_Extract provided_
________________

Goats tend to be more agile than sheep, so they can be harder to handle and house than sheep. A lone goat will go through, under or over a fence or gate to find company, but sheep are less able to manage the ‘over’ part, so if your fences or gates are tall enough this may prevent them from escaping. Of course you could just make sure they have a friend in which case in which case they will be most unlikely to try to leave you!


Bucks and rams have very different defensive or fighting behaviours.

A buck will rear up on his back legs (a full sized dairy goat’s head will be well above my meagre 155cm height!) and then land back down to bang into his opponent’s head with the force of his weight behind him.

A ram on the other hand will back right up, lower his head, and run at his opponent to meet him head on.

The video above shows typical ram defensive/dominant behaviour. Sid (with the black head) backs up then runs forward with his head down. If his opponent had been another entire ram and not a wether, the fight would have been more impressive!

So who would win if a ram fights a buck?

Well the buck will rear up and look impressive whilst the ram will back up and run forwards to butt him right in the tummy. That brings the buck back down to earth pretty quickly, and not feeling all that awesome either.

________________

_Assigned task_
Transcribe the part of the goats-and-sheep text that opens with the words containing "The video above" and closes with "fights a buck?".

________________

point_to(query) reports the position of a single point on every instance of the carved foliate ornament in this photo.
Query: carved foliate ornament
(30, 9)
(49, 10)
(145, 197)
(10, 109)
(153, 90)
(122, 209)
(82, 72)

________________

_Output of the task_
The video above shows typical ram defensive/dominant behaviour. Sid (with the black head) backs up then runs forward with his head down. If his opponent had been another entire ram and not a wether, the fight would have been more impressive!

So who would win if a ram fights a buck?